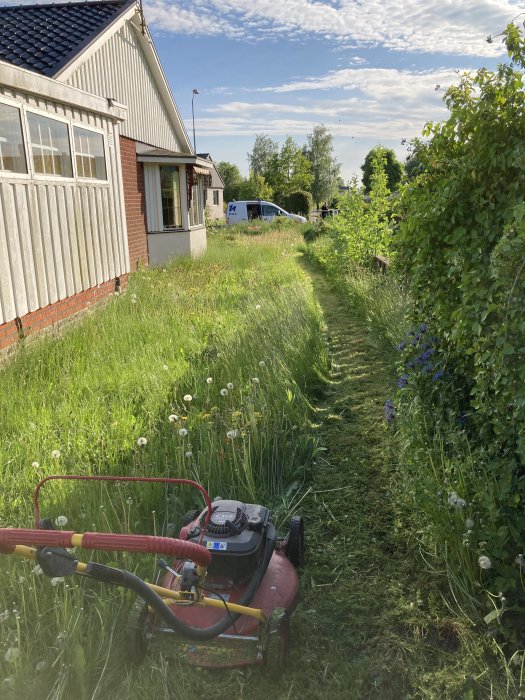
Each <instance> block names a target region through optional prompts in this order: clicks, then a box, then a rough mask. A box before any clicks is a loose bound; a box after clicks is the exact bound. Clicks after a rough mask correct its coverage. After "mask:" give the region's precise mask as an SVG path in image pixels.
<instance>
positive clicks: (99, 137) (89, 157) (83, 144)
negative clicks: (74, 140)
mask: <svg viewBox="0 0 525 700" xmlns="http://www.w3.org/2000/svg"><path fill="white" fill-rule="evenodd" d="M73 133H74V135H75V160H76V163H77V175H78V177H87V178H91V179H93V180H107V171H106V158H105V156H104V139H103V137H102V134H97V133H96V132H95V131H88V129H81V128H80V127H78V126H75V127H74V128H73Z"/></svg>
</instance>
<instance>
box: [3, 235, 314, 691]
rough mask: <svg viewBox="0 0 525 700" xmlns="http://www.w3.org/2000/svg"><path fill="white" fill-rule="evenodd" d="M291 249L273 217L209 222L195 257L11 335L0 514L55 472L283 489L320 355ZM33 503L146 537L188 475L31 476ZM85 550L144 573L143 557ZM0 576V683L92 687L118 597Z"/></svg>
mask: <svg viewBox="0 0 525 700" xmlns="http://www.w3.org/2000/svg"><path fill="white" fill-rule="evenodd" d="M296 246H297V236H296V234H292V233H289V232H284V231H280V232H278V233H275V232H274V233H271V232H270V233H267V234H266V235H265V236H264V237H263V236H251V237H247V236H243V235H241V234H240V233H232V232H231V231H229V232H228V233H227V236H225V235H217V236H216V237H214V238H212V240H210V244H209V250H208V253H207V254H206V255H205V256H204V257H203V258H201V259H199V260H181V261H176V262H174V263H172V264H170V265H166V266H165V267H163V268H160V269H145V270H142V271H140V272H137V273H135V274H134V275H132V276H131V277H130V282H129V288H128V290H127V291H126V292H124V293H122V294H120V295H118V296H114V297H113V298H111V299H110V300H109V301H108V302H107V303H106V304H105V305H102V306H98V307H96V308H93V309H92V310H90V311H89V313H87V314H86V315H85V316H84V318H82V320H80V321H79V322H78V323H75V324H74V325H73V326H70V327H68V328H66V329H64V330H63V331H62V332H60V333H59V334H57V335H51V334H49V335H47V336H45V337H42V338H39V339H38V340H36V341H35V342H31V343H29V344H27V345H26V346H21V347H20V348H19V350H18V351H17V353H16V355H15V356H14V358H13V359H12V360H10V361H9V363H6V364H5V366H3V367H2V369H1V370H0V373H1V385H2V393H1V396H0V414H1V415H2V424H1V426H0V479H1V483H2V490H1V492H0V524H1V525H2V526H30V525H31V522H32V509H31V493H32V490H33V488H34V486H35V484H36V482H37V481H38V480H39V479H40V478H42V477H43V476H46V475H49V474H54V473H58V474H72V473H73V474H74V473H78V474H124V475H146V476H171V477H189V478H193V479H195V480H197V481H199V482H200V483H202V484H203V485H204V486H205V487H206V488H207V489H208V490H209V491H210V493H211V495H212V497H214V496H217V495H219V496H222V497H232V498H239V499H243V500H246V501H248V502H261V503H264V502H265V501H267V500H268V499H271V498H277V497H281V498H282V494H283V493H285V492H286V490H287V489H289V488H290V487H292V489H293V485H294V483H297V482H298V481H300V480H301V479H302V478H303V475H304V471H305V469H306V468H307V466H308V464H309V461H310V460H311V458H312V455H313V454H314V453H315V445H314V443H313V441H312V439H311V437H310V435H309V430H308V425H309V423H308V422H309V403H308V398H307V393H308V392H310V391H313V390H315V388H316V386H317V384H318V383H319V381H320V378H321V376H322V373H323V371H324V366H325V363H326V357H325V349H324V344H323V338H322V332H321V330H322V329H321V321H320V313H319V310H318V307H317V305H316V302H315V300H314V297H313V293H312V289H311V286H310V284H309V282H308V281H307V279H306V277H305V276H304V275H303V274H302V272H301V271H300V269H299V267H298V266H297V264H296V260H295V255H296V252H295V251H296ZM41 501H42V504H41V510H42V515H44V516H46V517H51V518H52V519H53V520H55V519H56V518H59V517H60V516H62V519H61V520H58V522H59V523H62V526H64V527H67V529H73V530H76V531H78V532H82V531H86V530H93V529H96V530H100V531H107V530H113V531H120V532H126V531H131V532H141V533H158V534H160V533H162V532H163V531H164V530H165V526H166V525H167V524H168V523H174V526H175V527H178V523H179V522H180V517H181V514H183V513H184V511H185V509H187V508H188V507H190V506H194V505H196V506H199V505H200V499H199V497H198V494H197V492H195V494H193V493H190V492H189V491H188V490H187V489H186V490H184V489H179V490H175V489H166V488H164V487H160V486H149V485H147V486H146V485H145V486H143V487H140V488H139V487H137V486H135V485H133V486H132V485H119V486H116V485H109V486H108V485H103V486H100V485H98V484H97V485H94V484H77V485H72V483H71V482H65V485H62V484H61V482H51V483H48V484H47V485H46V486H45V488H44V489H43V491H42V498H41ZM64 519H67V524H66V522H65V520H64ZM81 558H82V557H81ZM84 559H85V558H84ZM102 560H104V561H109V562H110V563H112V564H116V565H117V566H121V567H124V568H126V567H129V568H131V569H135V568H137V567H139V569H140V571H141V572H142V573H143V574H144V575H146V576H148V577H149V578H151V577H153V576H154V574H155V562H154V561H149V562H146V563H139V560H138V559H137V558H134V557H131V556H129V557H127V556H126V555H122V556H120V557H118V558H117V556H116V555H109V554H108V555H106V556H105V557H104V558H103V559H102ZM0 576H1V577H2V586H1V587H0V631H1V638H0V687H1V688H2V697H11V696H12V697H15V696H16V697H29V696H31V697H35V698H46V697H49V698H55V697H57V698H62V697H63V698H70V697H72V696H73V694H74V695H75V696H76V697H78V698H84V697H86V698H87V697H107V695H106V694H105V693H107V688H108V687H110V686H111V684H112V683H113V682H118V678H119V677H120V675H121V674H122V672H123V671H122V667H121V663H120V661H119V655H118V651H117V649H118V647H119V644H120V642H121V641H122V640H121V635H122V632H121V630H122V627H123V624H122V623H123V620H124V619H125V615H126V611H127V610H128V608H129V604H130V602H131V601H130V600H129V599H128V597H127V595H126V594H125V593H124V594H122V593H121V592H118V591H113V590H111V589H108V588H101V587H100V586H99V585H97V584H95V585H93V584H92V583H90V582H89V581H81V582H80V583H79V581H78V580H77V579H59V580H57V581H53V582H52V583H53V584H54V585H50V582H49V579H47V578H46V577H44V576H42V575H41V574H40V572H39V570H38V567H35V566H34V565H33V564H32V563H29V562H13V561H12V560H11V559H10V558H8V557H4V558H3V559H1V560H0ZM97 693H98V695H97Z"/></svg>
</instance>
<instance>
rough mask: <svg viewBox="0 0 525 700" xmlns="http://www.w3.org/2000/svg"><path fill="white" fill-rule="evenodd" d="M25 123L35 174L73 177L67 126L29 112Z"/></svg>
mask: <svg viewBox="0 0 525 700" xmlns="http://www.w3.org/2000/svg"><path fill="white" fill-rule="evenodd" d="M27 122H28V124H29V134H30V138H31V151H32V154H33V163H34V166H35V172H36V173H42V174H45V175H59V176H60V177H73V168H72V163H71V151H70V148H69V133H68V128H67V125H66V124H64V123H63V122H59V121H56V119H49V118H48V117H43V116H41V115H40V114H33V113H31V112H28V113H27Z"/></svg>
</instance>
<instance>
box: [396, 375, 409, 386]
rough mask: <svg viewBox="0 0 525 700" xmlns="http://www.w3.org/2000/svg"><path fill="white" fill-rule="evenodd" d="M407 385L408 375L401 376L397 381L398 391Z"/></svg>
mask: <svg viewBox="0 0 525 700" xmlns="http://www.w3.org/2000/svg"><path fill="white" fill-rule="evenodd" d="M407 384H408V374H403V375H401V377H399V379H398V380H397V386H398V387H399V388H400V389H403V387H405V386H406V385H407Z"/></svg>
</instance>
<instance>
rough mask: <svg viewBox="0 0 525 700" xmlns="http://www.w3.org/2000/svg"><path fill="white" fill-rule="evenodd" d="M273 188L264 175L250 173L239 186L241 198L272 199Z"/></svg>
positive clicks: (240, 198)
mask: <svg viewBox="0 0 525 700" xmlns="http://www.w3.org/2000/svg"><path fill="white" fill-rule="evenodd" d="M272 196H273V190H272V188H271V187H270V185H269V184H268V183H267V182H266V180H265V179H264V177H263V176H262V175H255V174H254V173H253V172H252V173H250V177H248V178H246V179H244V180H243V181H242V183H241V186H240V188H239V197H238V198H239V199H271V198H272Z"/></svg>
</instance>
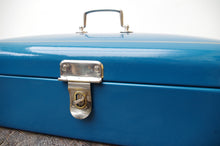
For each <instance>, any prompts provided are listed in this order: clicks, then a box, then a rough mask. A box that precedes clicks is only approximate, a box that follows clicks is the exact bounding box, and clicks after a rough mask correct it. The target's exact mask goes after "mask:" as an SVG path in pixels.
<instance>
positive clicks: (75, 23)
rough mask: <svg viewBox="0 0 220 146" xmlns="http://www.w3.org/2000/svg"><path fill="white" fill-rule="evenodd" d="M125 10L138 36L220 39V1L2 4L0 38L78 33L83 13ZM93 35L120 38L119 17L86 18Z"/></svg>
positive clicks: (178, 0)
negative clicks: (100, 33) (165, 35)
mask: <svg viewBox="0 0 220 146" xmlns="http://www.w3.org/2000/svg"><path fill="white" fill-rule="evenodd" d="M92 9H119V10H120V9H121V10H123V11H124V22H125V24H129V25H130V29H131V30H132V31H134V32H137V33H163V34H179V35H188V36H200V37H206V38H214V39H218V40H220V0H109V1H106V0H81V1H80V0H0V39H4V38H10V37H20V36H32V35H44V34H66V33H68V34H69V33H75V32H76V31H78V27H79V26H80V25H82V24H83V21H82V20H83V13H84V12H85V11H88V10H92ZM87 26H88V27H87V28H86V30H87V31H88V32H90V33H111V32H112V33H118V32H119V31H120V30H122V29H121V28H120V23H119V15H118V14H117V13H109V12H106V13H94V14H89V15H88V24H87Z"/></svg>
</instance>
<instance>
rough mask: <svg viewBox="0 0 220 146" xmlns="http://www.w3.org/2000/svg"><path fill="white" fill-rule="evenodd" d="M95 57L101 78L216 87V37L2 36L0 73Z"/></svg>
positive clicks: (45, 76) (119, 79)
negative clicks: (98, 65)
mask: <svg viewBox="0 0 220 146" xmlns="http://www.w3.org/2000/svg"><path fill="white" fill-rule="evenodd" d="M64 59H68V60H98V61H100V62H102V63H103V65H104V68H105V69H104V81H114V82H129V83H148V84H166V85H183V86H201V87H220V78H219V74H220V41H217V40H210V39H202V38H193V37H183V36H173V35H156V34H154V35H153V34H109V35H100V34H74V35H55V36H39V37H27V38H17V39H8V40H2V41H1V42H0V66H1V70H0V74H2V75H18V76H31V77H44V78H58V77H59V67H58V66H59V63H60V61H62V60H64Z"/></svg>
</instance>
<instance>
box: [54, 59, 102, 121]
mask: <svg viewBox="0 0 220 146" xmlns="http://www.w3.org/2000/svg"><path fill="white" fill-rule="evenodd" d="M102 78H103V65H102V63H100V62H99V61H85V60H63V61H62V62H61V63H60V78H58V80H59V81H66V82H68V91H69V97H70V113H71V115H72V116H73V117H75V118H76V119H85V118H87V117H88V116H89V114H90V113H91V111H92V95H91V83H100V82H102Z"/></svg>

## What is expected
The required output is every line above from the one with "positive clicks: (99, 137)" down to the one with "box: [3, 235, 314, 691]", restated word for word, ends included.

## Output for this exercise
positive clicks: (99, 137) (89, 157) (83, 144)
negative clicks: (74, 140)
mask: <svg viewBox="0 0 525 700" xmlns="http://www.w3.org/2000/svg"><path fill="white" fill-rule="evenodd" d="M73 133H74V135H75V160H76V163H77V175H78V177H87V178H91V179H93V180H107V171H106V158H105V156H104V139H103V137H102V134H97V133H96V132H95V131H88V129H81V128H80V127H78V126H75V127H74V128H73Z"/></svg>
</instance>
<instance>
box: [3, 235, 314, 691]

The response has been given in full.